제공된 항목:
----------------------------------------

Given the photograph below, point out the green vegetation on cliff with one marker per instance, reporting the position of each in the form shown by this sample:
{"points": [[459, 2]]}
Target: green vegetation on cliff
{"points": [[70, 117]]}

----------------------------------------

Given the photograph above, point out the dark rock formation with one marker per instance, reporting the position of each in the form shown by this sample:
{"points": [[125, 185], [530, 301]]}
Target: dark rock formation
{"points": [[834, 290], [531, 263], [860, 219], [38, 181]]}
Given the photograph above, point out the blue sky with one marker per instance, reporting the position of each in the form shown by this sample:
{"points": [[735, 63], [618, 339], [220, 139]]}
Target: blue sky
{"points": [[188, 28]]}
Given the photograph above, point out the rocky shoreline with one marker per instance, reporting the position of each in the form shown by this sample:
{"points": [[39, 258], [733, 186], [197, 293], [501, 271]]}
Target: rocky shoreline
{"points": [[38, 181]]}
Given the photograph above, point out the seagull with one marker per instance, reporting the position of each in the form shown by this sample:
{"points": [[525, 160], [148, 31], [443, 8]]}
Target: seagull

----------------------------------------

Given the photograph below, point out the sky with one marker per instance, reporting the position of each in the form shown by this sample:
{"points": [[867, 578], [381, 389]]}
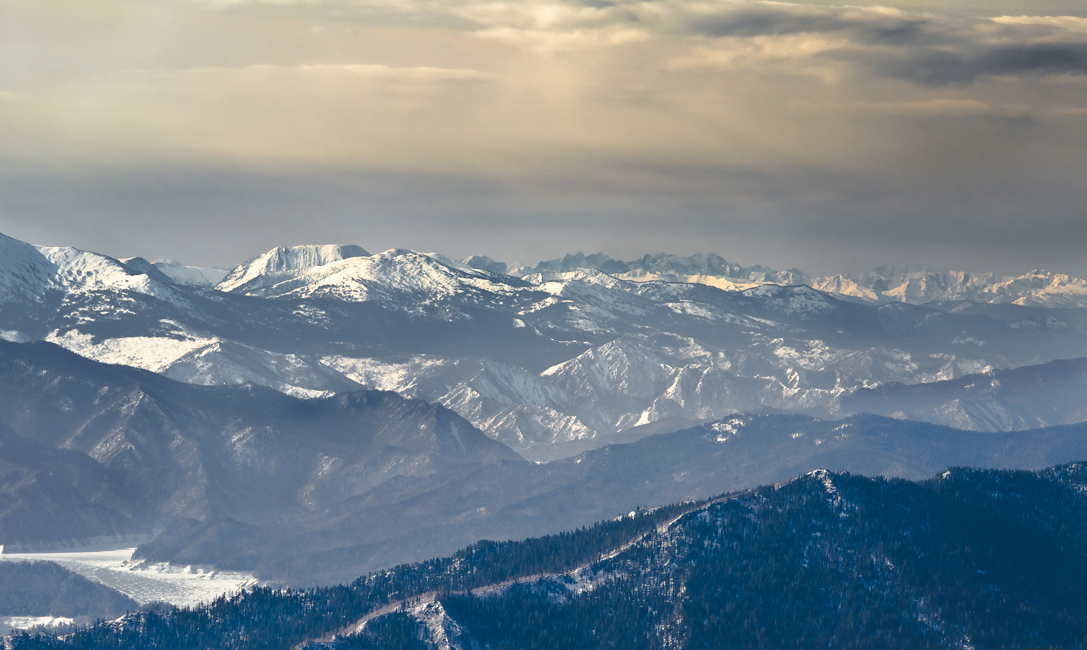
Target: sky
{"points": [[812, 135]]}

----------------------------------------

과제 내용: 위 항목에서 "Given the photograph above, point out the seagull" 문구가 들어 있는 줄부터 "Target: seagull" 문구가 들어 있는 줄까지, 양 끝 줄을 포함해 한 글자도 바꾸지 말고 그대로 출력하세요.

완성된 과제:
Given the photograph above, point out the seagull with one marker per instance, reporting the position of each in the form shown by this sample:
{"points": [[525, 160], [148, 31], [443, 8]]}
Target: seagull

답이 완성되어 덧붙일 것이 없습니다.